**What the task requires**: All entries must be repeated exactly; do not include the pictures.

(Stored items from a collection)
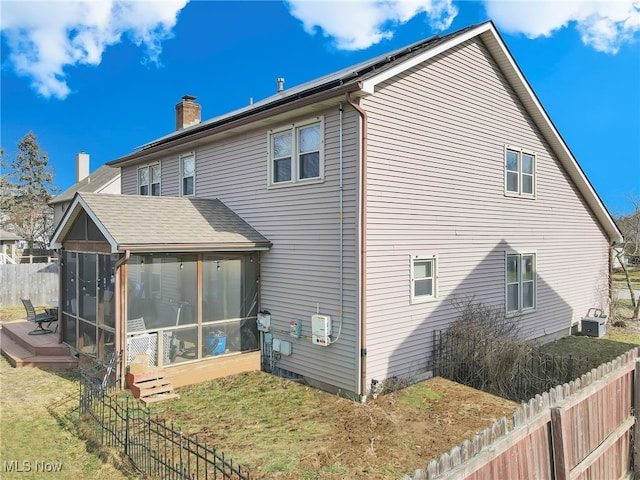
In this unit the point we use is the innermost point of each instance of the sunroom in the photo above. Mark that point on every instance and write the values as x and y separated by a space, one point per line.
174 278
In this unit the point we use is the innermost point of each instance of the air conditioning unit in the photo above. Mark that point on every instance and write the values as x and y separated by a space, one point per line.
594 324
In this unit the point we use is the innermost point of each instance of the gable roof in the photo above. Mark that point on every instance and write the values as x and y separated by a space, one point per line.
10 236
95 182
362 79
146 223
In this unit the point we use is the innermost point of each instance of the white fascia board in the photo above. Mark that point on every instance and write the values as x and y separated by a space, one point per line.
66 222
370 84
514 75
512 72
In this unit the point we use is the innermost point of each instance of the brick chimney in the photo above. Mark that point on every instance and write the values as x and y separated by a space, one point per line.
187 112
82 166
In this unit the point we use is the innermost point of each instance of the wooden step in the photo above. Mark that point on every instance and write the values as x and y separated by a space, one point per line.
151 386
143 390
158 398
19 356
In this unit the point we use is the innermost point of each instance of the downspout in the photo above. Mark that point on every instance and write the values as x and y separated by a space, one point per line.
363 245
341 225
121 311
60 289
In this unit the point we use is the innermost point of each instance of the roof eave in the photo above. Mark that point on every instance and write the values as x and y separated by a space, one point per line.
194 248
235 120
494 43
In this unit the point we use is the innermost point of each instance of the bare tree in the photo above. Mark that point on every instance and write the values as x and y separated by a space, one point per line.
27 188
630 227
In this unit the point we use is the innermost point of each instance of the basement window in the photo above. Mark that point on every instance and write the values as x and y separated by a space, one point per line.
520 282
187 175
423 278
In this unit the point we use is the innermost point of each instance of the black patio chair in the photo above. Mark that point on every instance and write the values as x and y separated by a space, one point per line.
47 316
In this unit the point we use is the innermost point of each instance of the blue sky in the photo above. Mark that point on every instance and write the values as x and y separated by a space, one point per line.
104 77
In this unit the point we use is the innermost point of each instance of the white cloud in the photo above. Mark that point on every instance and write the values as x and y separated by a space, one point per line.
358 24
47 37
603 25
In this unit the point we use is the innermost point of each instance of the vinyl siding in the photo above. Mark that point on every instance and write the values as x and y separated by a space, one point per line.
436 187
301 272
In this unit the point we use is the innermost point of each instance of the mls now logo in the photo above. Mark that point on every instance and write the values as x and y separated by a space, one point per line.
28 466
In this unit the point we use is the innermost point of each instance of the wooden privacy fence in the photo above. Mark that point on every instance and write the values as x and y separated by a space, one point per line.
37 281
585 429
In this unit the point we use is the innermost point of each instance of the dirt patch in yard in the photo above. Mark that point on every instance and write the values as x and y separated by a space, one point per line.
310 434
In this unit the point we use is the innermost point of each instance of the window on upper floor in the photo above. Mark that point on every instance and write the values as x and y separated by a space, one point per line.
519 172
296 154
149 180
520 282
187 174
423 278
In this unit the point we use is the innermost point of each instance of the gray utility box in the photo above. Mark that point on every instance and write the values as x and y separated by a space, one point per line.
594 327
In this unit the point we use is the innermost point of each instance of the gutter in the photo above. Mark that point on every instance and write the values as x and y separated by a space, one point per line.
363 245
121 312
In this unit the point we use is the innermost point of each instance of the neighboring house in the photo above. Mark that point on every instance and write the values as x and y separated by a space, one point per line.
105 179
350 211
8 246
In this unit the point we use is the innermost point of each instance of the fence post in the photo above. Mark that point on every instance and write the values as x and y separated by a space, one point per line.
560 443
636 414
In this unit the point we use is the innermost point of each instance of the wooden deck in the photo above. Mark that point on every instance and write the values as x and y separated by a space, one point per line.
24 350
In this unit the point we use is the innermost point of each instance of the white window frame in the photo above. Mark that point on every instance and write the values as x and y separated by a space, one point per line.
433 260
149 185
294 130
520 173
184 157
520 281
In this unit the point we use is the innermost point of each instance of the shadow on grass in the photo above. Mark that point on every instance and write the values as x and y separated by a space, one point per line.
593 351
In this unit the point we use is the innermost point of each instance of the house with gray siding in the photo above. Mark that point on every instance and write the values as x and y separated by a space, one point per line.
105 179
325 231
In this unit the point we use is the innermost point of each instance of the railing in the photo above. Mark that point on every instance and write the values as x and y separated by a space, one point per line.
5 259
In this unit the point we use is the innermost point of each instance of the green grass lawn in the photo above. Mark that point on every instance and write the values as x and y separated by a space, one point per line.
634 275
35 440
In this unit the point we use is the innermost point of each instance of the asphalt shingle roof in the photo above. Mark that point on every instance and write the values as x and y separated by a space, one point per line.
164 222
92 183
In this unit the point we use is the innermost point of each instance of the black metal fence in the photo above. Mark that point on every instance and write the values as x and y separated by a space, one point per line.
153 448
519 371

**Expected answer**:
In this unit the point we use is the innermost point of each instance of the sunroom in the photo above. Mark that point on every instance and write the values as x and y separated by a space, one point per line.
174 278
In this unit the point we use is the innermost point of each instance of the air conditioning unit in the photo above. Mark that point on every instance and write the values as x and y separated by a space, one point per line.
594 324
In this unit the point we use is the innermost point of each instance of the gable roof in the photo above. Mark that point on every instance and write the values as x and y separated by a space, one point per line.
10 236
95 182
362 79
146 223
In this unit the point we use is the innermost point of each instance of the white fascia board in the photo above. Mark that point on every instance and write the values as x and y separated by a space, one point per line.
66 222
370 84
514 75
512 72
In this unit the point we use is the innermost point of each instance of the brick chimney in the photo above. Mark that point on every instance and write the values as x and y separated by a space, one point per line.
187 112
82 166
In this unit the point we use is the innermost point of each instance of the wooden step in the photo above. Mark that point on every instance and write the values as x and y separated by a space, one point per line.
151 386
143 390
158 398
19 356
In this unit the point we use is the innermost point of each instance of the downspout in the photo above. Mark that point on every instance and write the values as x and y separated by a space, one point per line.
363 245
341 225
121 311
60 289
In this unit the point we use is the innermost point of each instance of the roof eave in the photo above. Mark that point on every instance and write the values as x and y separated by a space, one point per line.
194 248
235 120
494 43
In this unit the point we use is the innermost point of each instance of the bare tree in the photo above. Mark that point on every instance and write the values as x and y separated by a space, one point per line.
27 188
630 227
In this unit the point we use is the innermost point of each instance of the basement window in the photo above. Mark that point on every instance and write the values as x and y separated by a space, one point per line.
520 282
187 175
423 278
In this unit the point we use is the innermost point of each instance of the black patio chair in the photo above. Mark that point on every instance and write the values as x and y separated by a space, one point per line.
47 316
In this unit the point we use is the innermost point of each instance of the blue sky in the photo above. Mark that point on every instance and write the values as x and y separated by a space, one point per line.
104 77
In this unit the point we use is the innermost point of each instance of the white cloud in the photo above. Mark that point on every instance and write the values as x and y separated by a space, one point per line.
358 24
47 37
603 25
In this unit the point we use is the innermost point of each instance of the vinyl siding in the photo above. Mark that point on every instance and write the values as x and y separated by a space, one point per line.
436 187
301 272
In this unit the point we use is the innermost point of each instance of the mls now logo in the photo above. Mark that point on every instance and write the values as x and y separated by a space, one point per line.
28 466
In this unit the point we use is the innermost point of each instance of the wooden privacy fence in the photo above. Mark that point on every instance and write the values as x and y separated by a space, one point per line.
37 281
585 429
In this unit the point we use is the innermost point of each instance of the dirt patch in yard in the photo above. Mark that point on every instance and write the values as x and y separated by a space, one point per line.
310 434
In this unit the point we use is the innermost point of each instance of the window on upper floor in the photo above. Mark that point on every instance and write the values as x and y separated by a space, one point per line.
519 172
296 154
149 180
520 282
187 174
423 278
In this unit the point we use is the innermost point of each instance of the gray utility box in the photo above. Mark that point on every instance and write the values as x and y separated by a space, one point per line.
594 327
In this unit the point we use is the innermost point of each instance of the gutter in the photo above. Mark that point on every instance and write the values as x and y separated by a space, one point per line.
363 245
121 312
In this unit the point we use is the innermost point of each instance of the neighboring house in the photo above. Mark that point on every instance and write the values as x and y separated by a space, one point per line.
105 179
350 211
8 246
In this unit the point we use is the innermost point of each instance of the fence post in the photo above. Mark that point on every instance and write the values as x and y separated by a space, one point per line.
560 443
636 414
In this unit the point we use is the innermost point of each instance of the wooden deck in the photo above. Mark that point on every instance and write the values as x and y separated by a space, one point per line.
24 350
In this unit the point we use is the innermost point of each instance of the white window frame in the photo above. Mark that point on every instance and write the values as x and y separated by a space, one point per line.
433 260
149 185
294 130
520 173
184 157
520 281
In this unit the point we use is the innermost point of each instance of the shadow on grass in the photo above. Mark that point on every instance and write the values as x and y separated by a space, one point per line.
593 351
In this unit the point we use is the innermost point of each instance of the house with gray siding in the photo above. Mark that point on every instance and write the values as x and y separated by a space, one point per line.
105 179
325 231
In this unit the point we use is the innermost point of each instance of the railing in the photo above. Mark that point on every instance and write the values as x and y separated by a space, one point per line.
5 259
In this unit the point we use is the innermost point of each instance of the green grass lawn in the photo above. Mark that point on every instance and write the values as x and y separated by a space, one point per line.
634 275
35 440
In this unit the point we use is the innermost point of each instance of the asphalt shingle roof in the photo above. Mark that point on every instance and write the values as x and y separated by a space, one point per line.
164 222
92 183
In this unit the point we use is the innermost point of each instance of the black metal fence in the photo above. Mark that point on every instance and write the values as x and y separated by a space, one point per line.
153 448
519 371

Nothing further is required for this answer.